— begin —

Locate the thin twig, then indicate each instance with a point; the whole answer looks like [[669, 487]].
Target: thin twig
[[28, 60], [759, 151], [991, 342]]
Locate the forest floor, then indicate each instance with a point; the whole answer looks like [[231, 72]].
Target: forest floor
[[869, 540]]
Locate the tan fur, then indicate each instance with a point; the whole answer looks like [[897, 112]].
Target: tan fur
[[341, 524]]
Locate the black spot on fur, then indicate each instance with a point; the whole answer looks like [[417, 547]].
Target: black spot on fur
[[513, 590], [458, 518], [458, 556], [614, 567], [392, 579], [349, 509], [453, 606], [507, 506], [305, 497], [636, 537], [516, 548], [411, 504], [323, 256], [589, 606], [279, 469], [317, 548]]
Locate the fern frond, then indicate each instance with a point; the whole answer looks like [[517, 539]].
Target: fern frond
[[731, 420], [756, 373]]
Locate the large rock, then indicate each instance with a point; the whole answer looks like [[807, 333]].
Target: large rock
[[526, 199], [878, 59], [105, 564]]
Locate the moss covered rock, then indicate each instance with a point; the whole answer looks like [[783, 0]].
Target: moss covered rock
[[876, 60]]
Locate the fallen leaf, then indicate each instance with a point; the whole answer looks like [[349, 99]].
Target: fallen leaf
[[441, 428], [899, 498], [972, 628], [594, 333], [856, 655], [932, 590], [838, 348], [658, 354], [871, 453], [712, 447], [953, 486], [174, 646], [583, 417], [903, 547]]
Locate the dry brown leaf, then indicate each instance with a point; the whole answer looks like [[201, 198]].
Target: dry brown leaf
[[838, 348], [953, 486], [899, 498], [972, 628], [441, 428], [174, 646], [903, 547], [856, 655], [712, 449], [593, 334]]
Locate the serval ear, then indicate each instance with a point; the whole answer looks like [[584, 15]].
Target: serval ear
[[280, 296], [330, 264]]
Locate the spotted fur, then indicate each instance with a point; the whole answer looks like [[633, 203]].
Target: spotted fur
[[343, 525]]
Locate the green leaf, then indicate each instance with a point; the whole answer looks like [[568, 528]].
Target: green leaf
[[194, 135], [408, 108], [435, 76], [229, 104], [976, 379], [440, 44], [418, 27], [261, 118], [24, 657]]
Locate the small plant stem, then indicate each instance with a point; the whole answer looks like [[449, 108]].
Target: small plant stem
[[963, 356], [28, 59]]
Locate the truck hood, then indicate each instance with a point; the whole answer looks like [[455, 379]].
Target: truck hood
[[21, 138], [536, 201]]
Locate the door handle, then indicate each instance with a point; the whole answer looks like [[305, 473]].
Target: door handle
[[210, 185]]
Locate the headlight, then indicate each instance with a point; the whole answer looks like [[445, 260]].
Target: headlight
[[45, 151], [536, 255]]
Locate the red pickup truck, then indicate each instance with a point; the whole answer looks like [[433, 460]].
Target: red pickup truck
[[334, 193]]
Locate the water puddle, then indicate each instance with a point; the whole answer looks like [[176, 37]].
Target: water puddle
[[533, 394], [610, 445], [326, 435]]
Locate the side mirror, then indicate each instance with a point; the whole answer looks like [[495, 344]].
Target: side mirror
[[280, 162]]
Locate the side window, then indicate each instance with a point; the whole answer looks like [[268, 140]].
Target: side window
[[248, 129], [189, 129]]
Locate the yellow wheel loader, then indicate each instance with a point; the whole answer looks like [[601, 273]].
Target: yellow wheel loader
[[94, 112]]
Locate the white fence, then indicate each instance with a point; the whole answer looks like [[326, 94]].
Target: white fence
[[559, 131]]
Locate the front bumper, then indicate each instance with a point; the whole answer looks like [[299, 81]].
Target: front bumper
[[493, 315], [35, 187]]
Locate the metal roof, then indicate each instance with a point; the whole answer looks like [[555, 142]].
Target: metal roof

— end —
— begin —

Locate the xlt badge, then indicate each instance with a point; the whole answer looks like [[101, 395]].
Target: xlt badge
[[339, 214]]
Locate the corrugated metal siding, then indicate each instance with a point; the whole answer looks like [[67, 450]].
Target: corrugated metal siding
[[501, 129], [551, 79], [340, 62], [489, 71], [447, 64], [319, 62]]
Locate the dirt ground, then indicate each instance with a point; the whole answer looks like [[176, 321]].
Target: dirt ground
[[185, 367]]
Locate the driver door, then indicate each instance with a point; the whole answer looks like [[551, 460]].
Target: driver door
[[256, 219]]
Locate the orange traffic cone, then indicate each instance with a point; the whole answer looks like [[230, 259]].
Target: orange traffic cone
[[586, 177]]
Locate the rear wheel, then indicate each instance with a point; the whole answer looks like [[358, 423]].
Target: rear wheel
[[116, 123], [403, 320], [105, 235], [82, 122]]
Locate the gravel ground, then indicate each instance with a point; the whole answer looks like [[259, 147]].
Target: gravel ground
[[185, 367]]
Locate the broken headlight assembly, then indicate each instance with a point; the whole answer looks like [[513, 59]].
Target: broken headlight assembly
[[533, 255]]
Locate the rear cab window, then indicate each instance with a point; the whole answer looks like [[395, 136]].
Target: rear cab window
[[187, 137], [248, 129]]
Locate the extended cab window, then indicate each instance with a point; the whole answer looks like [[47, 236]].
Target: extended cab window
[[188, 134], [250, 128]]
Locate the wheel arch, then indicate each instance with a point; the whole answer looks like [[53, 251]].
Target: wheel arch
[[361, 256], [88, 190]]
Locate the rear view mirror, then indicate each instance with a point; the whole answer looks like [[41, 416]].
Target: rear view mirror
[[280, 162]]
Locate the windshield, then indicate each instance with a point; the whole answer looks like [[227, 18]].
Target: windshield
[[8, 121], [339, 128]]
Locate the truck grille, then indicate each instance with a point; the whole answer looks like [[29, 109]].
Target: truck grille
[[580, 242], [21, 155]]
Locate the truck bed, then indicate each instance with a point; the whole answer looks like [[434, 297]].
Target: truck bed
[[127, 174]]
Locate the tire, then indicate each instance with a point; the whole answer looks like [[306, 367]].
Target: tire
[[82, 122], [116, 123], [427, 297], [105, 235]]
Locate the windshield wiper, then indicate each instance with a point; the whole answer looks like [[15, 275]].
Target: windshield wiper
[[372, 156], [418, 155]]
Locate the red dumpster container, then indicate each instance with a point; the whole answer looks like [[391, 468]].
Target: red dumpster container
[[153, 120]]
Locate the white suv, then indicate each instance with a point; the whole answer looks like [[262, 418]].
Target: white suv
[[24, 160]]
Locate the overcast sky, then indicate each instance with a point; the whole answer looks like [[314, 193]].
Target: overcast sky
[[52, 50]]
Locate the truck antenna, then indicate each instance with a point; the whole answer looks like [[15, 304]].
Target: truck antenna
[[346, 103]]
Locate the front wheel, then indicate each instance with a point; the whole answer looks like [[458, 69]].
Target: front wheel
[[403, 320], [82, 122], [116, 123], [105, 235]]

— end —

**SHORT TASK:** Turn the data from the line with "Locate the windshield wiper, then" up to and including the line with "[[372, 156], [418, 155]]" into a two-column CSV with the header names input and output. Put each text and its answer together in one row, with every field in double quotes and line breaks replaced by spaces.

**RESULT OF THIS EXERCISE:**
input,output
"Locate the windshield wiper, then indicate each instance with a point; the whole answer looks like [[15, 275]]. Target: windshield wiper","[[372, 156], [418, 155]]"